» Exercise a
Write out the part of the economic literacy unit below starting with "- Key terms" and going on through "had highest growth?".

━━ Document

Economic Literacy
Reading Unit 10 – Common Core Technologies
Introduction
Reading about economics requires understanding specialized vocabulary, data representations, and argument structures. This unit develops skills for analyzing economic texts from news articles to policy reports.
Text Types
• News Articles
• Policy Reports
• Infographics
Skills
Data Interpretation
Argument Analysis
Vocabulary in Context
Strategies
Skimming
Scanning
Critical Reading
1. Reading Economic Texts
Text Structure
Lead Paragraph
Often contains the main economic claim or latest data
Body Sections
Provide supporting evidence, expert quotes, historical context
Conclusion
Future projections or policy recommendations
Common Features
Look for:
- Headings and subheadings
- Data visualizations (charts/graphs)
- Key terms in bold/italics
- Source citations
Question types:
- Main idea questions
- Data interpretation
- Vocabulary in context
- Author’s purpose
2. Reading Economic Data
“Data never speak for themselves. They always speak through interpreters.”
Sample Infographic
Data Questions
Based on the chart:
- Which year had highest growth?
- Calculate total growth 2020-2022
- Why might 2021 be exceptional?
3. Economic Vocabulary
Key Terms
Inflation: Rising prices across an economy
Recession: 2+ quarters of negative GDP growth
Monetary Policy: Central bank actions (interest rates)

━━━━
━━ Records for the task

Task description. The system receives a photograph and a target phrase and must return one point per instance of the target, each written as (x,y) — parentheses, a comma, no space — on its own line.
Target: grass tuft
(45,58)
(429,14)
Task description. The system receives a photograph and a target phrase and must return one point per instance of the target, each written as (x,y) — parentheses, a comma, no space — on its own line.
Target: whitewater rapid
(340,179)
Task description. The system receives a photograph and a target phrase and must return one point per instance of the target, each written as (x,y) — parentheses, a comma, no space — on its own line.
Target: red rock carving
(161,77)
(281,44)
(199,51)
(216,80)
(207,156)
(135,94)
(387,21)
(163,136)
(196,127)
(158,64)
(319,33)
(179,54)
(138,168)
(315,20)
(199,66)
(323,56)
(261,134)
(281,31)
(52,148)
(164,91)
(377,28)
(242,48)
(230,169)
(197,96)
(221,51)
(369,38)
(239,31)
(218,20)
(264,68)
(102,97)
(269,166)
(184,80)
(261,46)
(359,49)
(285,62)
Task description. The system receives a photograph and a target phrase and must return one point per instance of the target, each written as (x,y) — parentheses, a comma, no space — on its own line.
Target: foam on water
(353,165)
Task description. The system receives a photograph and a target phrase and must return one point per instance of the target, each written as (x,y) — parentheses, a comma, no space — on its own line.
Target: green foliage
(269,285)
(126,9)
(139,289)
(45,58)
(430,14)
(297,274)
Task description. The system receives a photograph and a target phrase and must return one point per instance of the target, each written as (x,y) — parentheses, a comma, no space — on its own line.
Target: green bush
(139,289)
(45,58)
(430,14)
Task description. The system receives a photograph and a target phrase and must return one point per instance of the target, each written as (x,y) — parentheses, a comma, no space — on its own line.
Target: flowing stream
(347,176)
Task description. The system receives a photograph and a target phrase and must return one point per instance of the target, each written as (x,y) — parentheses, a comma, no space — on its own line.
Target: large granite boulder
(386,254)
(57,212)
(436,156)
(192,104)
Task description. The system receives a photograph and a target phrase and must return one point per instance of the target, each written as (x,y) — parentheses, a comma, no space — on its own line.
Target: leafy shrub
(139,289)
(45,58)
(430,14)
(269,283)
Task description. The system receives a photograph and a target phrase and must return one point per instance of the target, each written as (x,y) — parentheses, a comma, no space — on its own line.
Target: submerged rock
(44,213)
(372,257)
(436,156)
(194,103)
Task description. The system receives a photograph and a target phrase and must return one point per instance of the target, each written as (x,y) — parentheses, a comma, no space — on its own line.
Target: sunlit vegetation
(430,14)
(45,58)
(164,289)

━━━━

» Exercise b
How many lines of the listing above contain the string "rock", counting case? Give only the number.

» Final result a
- Key terms in bold/italics
- Source citations
Question types:
- Main idea questions
- Data interpretation
- Vocabulary in context
- Author’s purpose
2. Reading Economic Data
“Data never speak for themselves. They always speak through interpreters.”
Sample Infographic
Data Questions
Based on the chart:
- Which year had highest growth?

» Final result b
2